### What to do
Format the lines from the first one through the line containing "[250, 246, 583, 400]", inclusive, as a Markdown table with the columns Row and Line. Number each row and leave out blank lines.

Excerpts of labeled region data:
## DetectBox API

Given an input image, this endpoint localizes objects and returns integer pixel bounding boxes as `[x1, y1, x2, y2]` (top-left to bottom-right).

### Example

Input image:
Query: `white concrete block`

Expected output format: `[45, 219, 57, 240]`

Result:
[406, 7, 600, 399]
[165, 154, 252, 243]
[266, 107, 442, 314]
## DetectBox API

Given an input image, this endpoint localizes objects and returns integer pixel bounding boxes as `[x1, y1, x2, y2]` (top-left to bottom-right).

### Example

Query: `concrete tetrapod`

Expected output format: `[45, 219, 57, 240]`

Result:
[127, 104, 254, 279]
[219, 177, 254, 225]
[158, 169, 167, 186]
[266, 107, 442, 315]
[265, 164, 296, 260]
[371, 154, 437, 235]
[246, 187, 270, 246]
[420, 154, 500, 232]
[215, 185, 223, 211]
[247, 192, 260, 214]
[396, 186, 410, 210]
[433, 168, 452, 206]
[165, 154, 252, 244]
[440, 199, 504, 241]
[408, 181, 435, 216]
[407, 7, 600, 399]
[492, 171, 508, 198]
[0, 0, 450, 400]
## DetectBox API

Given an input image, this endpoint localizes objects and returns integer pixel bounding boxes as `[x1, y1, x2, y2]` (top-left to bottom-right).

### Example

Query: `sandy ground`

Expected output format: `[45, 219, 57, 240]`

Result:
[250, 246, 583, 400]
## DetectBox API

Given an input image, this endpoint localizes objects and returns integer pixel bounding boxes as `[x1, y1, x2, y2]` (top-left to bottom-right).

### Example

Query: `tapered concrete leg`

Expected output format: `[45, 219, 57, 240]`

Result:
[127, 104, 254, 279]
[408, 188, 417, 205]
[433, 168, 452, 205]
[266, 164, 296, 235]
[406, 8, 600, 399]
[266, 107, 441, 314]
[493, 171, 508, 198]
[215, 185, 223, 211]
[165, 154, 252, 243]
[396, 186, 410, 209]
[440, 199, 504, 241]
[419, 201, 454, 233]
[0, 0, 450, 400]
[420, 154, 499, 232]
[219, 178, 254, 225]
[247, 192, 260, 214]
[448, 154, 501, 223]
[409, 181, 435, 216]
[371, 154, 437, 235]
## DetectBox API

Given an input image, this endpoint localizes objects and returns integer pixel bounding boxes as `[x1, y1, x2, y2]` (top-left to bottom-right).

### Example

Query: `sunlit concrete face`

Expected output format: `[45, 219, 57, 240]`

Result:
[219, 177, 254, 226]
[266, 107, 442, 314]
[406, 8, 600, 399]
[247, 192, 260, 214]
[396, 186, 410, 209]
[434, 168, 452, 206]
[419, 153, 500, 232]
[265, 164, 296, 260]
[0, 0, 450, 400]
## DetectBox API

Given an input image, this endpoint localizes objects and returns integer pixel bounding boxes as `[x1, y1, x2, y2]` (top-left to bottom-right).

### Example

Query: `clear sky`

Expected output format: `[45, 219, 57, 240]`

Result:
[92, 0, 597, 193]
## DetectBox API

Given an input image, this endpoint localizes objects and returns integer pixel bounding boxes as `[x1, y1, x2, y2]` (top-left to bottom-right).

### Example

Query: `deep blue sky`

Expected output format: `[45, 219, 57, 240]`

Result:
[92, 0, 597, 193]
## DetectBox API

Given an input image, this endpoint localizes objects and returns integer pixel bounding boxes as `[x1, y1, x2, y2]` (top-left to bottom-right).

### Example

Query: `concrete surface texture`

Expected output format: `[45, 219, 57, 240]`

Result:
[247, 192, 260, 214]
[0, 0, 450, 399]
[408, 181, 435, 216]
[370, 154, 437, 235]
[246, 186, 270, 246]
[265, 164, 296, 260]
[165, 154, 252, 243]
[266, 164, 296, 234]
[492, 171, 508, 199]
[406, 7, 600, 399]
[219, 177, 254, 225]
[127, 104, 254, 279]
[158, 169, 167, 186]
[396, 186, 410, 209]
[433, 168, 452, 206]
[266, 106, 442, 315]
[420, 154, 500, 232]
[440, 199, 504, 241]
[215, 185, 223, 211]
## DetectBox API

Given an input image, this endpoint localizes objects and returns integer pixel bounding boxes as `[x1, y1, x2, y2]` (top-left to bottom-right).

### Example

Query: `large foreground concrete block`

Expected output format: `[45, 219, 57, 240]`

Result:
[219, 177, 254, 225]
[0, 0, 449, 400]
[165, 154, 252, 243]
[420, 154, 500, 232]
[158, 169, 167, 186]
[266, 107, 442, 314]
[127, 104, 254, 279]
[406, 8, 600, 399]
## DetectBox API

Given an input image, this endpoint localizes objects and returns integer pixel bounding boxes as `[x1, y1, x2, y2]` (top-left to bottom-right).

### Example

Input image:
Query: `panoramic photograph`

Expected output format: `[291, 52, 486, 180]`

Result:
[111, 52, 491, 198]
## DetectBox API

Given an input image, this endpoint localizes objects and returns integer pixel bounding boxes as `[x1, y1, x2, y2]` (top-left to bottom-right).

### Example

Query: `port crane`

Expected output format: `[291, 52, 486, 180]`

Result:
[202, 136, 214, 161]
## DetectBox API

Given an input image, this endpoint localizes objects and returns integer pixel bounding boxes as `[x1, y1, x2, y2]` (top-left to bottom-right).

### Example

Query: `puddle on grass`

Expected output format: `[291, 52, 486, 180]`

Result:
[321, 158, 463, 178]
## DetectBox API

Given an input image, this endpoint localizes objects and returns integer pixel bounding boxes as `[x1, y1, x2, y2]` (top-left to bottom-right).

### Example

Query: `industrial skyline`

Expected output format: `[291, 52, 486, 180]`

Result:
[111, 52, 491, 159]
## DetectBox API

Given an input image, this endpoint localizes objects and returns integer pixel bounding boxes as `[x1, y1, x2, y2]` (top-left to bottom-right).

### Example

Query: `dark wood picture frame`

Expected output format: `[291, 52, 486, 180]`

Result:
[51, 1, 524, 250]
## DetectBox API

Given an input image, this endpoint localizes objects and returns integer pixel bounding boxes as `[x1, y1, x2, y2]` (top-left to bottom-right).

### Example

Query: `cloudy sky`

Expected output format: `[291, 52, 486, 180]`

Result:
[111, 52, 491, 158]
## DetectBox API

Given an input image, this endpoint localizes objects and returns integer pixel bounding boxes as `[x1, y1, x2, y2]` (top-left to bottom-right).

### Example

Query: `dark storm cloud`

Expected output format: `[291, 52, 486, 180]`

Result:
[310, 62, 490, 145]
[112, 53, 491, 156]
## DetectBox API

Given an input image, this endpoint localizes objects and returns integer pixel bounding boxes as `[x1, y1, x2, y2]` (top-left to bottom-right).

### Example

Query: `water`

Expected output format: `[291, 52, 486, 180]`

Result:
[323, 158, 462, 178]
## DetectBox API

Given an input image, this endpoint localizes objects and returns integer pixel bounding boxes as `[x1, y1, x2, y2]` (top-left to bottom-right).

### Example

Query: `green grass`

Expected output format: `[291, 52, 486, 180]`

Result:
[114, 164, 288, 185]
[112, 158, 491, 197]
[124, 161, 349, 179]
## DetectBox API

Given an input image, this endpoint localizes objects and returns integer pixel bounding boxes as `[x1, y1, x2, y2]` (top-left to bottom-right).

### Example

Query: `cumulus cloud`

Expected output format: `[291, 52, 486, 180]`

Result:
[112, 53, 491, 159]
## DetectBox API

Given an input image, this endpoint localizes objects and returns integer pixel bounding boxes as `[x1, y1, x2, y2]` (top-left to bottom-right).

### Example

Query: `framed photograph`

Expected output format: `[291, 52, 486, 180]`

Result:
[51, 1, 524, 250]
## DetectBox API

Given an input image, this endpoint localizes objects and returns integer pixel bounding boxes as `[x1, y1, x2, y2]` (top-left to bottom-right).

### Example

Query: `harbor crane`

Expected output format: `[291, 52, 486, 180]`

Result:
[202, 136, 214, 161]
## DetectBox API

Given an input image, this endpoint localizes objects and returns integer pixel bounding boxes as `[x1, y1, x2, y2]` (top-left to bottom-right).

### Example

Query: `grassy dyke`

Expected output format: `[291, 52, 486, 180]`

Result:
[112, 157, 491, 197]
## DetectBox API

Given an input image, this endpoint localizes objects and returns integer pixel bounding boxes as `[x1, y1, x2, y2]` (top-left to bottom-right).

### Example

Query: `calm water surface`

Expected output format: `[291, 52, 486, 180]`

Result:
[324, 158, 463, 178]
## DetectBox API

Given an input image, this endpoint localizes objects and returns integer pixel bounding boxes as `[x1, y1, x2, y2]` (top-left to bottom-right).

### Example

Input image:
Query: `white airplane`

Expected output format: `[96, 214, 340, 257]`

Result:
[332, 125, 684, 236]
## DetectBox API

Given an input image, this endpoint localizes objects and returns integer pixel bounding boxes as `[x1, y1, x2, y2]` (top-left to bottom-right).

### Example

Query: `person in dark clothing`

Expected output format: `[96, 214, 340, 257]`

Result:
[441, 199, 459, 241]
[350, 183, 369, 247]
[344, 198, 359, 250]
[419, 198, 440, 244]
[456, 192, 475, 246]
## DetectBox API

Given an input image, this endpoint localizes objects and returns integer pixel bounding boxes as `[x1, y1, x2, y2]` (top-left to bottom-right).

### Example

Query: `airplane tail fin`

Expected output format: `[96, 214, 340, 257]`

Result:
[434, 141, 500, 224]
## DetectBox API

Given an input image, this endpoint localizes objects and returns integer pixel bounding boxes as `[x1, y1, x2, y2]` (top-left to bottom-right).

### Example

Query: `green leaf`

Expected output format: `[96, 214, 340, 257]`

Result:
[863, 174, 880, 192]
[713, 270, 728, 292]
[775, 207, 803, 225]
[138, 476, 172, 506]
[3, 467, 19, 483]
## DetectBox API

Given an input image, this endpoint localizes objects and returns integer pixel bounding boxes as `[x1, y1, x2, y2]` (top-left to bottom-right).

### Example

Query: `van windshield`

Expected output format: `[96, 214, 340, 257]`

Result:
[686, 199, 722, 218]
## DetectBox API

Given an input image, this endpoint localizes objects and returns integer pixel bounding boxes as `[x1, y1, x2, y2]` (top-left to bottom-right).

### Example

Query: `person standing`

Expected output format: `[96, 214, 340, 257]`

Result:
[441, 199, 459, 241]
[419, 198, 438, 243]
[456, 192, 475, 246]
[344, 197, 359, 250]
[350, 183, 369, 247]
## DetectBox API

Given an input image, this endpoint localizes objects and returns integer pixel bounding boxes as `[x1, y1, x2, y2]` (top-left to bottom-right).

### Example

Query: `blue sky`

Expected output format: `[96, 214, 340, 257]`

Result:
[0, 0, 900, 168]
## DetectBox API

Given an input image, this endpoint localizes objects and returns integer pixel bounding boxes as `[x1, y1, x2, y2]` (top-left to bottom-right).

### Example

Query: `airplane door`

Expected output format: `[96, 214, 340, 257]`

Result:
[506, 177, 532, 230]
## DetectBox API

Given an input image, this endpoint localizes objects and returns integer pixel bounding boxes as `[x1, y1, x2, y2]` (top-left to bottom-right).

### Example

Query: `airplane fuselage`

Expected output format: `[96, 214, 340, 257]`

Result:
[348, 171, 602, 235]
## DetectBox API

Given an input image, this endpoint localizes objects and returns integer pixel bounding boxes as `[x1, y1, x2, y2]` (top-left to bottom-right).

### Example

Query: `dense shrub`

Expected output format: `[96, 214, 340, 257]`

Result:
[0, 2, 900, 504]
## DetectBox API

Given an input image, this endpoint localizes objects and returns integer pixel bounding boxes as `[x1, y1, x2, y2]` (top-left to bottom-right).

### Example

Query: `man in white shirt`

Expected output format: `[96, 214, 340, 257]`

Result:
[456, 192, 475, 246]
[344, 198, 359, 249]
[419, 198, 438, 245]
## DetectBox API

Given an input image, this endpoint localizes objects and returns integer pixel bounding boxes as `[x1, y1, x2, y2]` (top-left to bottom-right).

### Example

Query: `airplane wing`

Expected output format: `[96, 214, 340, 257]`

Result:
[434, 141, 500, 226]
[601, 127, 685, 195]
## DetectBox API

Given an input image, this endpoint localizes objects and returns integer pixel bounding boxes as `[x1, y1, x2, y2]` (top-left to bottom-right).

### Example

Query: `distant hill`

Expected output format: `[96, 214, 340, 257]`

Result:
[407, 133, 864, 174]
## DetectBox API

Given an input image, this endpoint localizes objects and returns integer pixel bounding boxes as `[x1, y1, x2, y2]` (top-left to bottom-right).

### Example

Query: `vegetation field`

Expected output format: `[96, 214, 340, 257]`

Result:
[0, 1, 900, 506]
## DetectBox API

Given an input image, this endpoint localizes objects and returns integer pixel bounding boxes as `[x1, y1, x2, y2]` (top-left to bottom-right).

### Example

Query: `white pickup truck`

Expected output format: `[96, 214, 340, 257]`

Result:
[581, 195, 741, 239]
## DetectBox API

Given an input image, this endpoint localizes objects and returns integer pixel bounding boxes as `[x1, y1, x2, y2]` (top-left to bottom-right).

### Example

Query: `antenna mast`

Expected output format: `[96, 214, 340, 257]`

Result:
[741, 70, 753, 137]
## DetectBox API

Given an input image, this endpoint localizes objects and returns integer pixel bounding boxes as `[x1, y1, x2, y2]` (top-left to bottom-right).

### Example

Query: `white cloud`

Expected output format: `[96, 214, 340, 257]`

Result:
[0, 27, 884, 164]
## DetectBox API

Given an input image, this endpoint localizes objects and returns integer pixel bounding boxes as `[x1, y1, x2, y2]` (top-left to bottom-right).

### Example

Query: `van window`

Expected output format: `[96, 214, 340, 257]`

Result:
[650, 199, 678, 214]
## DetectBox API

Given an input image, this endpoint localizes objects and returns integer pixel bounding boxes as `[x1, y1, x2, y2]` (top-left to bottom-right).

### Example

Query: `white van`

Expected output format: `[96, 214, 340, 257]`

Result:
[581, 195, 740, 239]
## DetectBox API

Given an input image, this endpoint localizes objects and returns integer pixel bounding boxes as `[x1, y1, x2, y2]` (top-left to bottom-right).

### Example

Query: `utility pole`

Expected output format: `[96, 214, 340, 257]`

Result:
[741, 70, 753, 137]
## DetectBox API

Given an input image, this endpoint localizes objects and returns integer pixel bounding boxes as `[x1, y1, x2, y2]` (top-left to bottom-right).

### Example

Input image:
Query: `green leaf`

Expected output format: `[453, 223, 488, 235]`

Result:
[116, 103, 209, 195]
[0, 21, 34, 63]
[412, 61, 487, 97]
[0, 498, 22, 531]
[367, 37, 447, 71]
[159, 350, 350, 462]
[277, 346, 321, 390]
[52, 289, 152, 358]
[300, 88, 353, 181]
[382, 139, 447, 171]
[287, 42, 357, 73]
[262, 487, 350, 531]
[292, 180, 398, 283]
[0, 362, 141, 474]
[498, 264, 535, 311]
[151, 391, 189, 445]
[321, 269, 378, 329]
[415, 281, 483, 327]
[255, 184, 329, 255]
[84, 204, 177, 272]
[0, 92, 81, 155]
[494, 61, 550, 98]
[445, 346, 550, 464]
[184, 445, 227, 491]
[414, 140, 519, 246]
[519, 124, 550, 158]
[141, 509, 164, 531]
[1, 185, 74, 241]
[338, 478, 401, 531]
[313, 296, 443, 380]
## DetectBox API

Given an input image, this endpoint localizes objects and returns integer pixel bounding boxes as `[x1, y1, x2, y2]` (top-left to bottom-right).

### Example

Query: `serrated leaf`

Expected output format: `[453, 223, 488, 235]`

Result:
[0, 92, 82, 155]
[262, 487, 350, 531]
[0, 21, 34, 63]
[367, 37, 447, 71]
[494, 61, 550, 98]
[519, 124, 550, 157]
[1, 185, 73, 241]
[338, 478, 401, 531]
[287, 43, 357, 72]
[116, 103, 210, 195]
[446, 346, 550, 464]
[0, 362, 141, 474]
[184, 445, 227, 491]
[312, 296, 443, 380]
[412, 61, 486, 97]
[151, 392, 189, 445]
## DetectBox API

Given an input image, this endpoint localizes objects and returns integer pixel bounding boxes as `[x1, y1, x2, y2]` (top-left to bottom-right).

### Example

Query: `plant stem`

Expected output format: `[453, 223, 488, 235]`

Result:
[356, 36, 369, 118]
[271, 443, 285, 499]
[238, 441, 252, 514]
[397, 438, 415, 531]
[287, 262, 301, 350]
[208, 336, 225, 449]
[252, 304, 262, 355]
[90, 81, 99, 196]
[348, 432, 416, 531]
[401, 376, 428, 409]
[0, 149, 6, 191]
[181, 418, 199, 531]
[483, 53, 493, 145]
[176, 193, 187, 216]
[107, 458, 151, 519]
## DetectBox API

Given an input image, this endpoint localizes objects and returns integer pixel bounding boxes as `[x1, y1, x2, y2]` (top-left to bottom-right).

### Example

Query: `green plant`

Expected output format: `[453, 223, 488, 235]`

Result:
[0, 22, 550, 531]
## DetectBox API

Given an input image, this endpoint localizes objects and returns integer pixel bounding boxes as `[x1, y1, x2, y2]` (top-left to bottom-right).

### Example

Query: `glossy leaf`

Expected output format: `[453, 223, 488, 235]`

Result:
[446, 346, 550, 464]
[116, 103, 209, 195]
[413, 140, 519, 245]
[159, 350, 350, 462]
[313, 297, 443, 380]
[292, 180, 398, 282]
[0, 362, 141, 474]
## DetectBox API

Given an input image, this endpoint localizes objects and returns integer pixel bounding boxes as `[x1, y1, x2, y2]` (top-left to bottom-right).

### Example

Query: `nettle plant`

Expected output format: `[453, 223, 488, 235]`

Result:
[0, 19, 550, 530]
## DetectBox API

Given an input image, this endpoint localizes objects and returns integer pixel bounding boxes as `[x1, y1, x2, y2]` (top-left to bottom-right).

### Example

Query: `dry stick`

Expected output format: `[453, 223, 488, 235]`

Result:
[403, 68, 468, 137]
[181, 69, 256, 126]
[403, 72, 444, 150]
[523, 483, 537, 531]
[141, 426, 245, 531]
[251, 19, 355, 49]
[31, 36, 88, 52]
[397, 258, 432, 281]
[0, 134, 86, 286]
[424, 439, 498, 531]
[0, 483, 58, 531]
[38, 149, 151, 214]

### Expected answer
| Row | Line |
|---|---|
| 1 | ## DetectBox API |
| 2 | Given an input image, this endpoint localizes objects and returns integer pixel bounding boxes as `[x1, y1, x2, y2]` (top-left to bottom-right). |
| 3 | ### Example |
| 4 | Input image: |
| 5 | Query: `white concrete block` |
| 6 | Expected output format: `[45, 219, 57, 240]` |
| 7 | Result: |
| 8 | [406, 7, 600, 399] |
| 9 | [165, 154, 252, 243] |
| 10 | [266, 107, 442, 314] |
| 11 | ## DetectBox API |
| 12 | Given an input image, this endpoint localizes objects and returns integer pixel bounding boxes as `[x1, y1, x2, y2]` (top-left to bottom-right). |
| 13 | ### Example |
| 14 | Query: `concrete tetrapod` |
| 15 | Expected output format: `[45, 219, 57, 240]` |
| 16 | Result: |
| 17 | [127, 104, 254, 279] |
| 18 | [219, 177, 254, 225] |
| 19 | [158, 169, 167, 186] |
| 20 | [266, 107, 442, 315] |
| 21 | [265, 164, 296, 260] |
| 22 | [371, 154, 437, 235] |
| 23 | [246, 187, 270, 246] |
| 24 | [420, 154, 500, 232] |
| 25 | [215, 185, 223, 211] |
| 26 | [247, 192, 260, 214] |
| 27 | [396, 186, 410, 210] |
| 28 | [433, 168, 452, 206] |
| 29 | [165, 154, 252, 244] |
| 30 | [440, 199, 504, 241] |
| 31 | [408, 181, 435, 216] |
| 32 | [407, 7, 600, 399] |
| 33 | [492, 171, 508, 198] |
| 34 | [0, 0, 450, 400] |
| 35 | ## DetectBox API |
| 36 | Given an input image, this endpoint localizes objects and returns integer pixel bounding boxes as `[x1, y1, x2, y2]` (top-left to bottom-right). |
| 37 | ### Example |
| 38 | Query: `sandy ground` |
| 39 | Expected output format: `[45, 219, 57, 240]` |
| 40 | Result: |
| 41 | [250, 246, 583, 400] |